● Try it: Extract each line holding the word "metal" from the entries.

● Records for this exercise:
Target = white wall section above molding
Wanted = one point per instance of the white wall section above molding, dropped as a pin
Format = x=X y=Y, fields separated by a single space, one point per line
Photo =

* * *

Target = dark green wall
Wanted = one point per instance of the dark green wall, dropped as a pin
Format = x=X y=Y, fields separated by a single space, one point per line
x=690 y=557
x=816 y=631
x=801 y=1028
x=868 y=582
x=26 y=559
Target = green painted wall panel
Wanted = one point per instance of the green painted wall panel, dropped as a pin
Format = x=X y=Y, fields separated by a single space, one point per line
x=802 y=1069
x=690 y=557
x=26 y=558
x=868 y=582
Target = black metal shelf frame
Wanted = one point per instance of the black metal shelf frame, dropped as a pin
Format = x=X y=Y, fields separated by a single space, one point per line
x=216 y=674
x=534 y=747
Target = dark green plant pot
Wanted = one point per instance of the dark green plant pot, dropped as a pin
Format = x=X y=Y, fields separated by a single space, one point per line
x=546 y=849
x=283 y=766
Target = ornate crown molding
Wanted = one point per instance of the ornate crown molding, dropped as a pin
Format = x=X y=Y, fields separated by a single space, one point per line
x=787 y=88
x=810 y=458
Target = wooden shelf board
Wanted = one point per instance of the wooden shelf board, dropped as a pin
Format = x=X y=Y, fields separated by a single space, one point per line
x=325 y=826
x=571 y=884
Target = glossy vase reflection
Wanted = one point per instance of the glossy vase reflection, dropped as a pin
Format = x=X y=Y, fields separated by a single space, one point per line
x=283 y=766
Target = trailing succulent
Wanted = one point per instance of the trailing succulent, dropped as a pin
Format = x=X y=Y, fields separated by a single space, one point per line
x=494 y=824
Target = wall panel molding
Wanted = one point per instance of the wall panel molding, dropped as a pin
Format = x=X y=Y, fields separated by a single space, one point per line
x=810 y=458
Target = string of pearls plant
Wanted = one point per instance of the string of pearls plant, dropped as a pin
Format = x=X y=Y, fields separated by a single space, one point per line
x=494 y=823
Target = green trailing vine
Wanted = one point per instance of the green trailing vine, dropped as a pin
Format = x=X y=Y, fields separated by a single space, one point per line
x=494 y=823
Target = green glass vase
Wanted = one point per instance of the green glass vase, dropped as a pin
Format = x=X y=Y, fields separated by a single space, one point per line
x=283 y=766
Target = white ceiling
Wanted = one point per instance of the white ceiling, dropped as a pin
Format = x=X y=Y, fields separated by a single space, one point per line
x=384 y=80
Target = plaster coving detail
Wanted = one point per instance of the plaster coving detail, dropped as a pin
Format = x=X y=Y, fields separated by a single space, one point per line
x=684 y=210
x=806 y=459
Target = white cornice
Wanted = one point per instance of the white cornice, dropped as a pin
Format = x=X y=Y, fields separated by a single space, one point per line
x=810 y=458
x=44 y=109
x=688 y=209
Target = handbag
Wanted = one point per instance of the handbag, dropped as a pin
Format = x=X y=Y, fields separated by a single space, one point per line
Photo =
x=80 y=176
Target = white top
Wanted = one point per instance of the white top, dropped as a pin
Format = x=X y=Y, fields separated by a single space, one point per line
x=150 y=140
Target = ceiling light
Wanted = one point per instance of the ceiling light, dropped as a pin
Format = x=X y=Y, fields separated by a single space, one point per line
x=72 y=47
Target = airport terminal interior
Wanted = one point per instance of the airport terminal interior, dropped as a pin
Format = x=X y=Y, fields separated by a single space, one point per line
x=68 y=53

● Expected output:
Target = black metal shelf frame
Wanted = one point per instance of the black metal shelf frame, dropped as a pin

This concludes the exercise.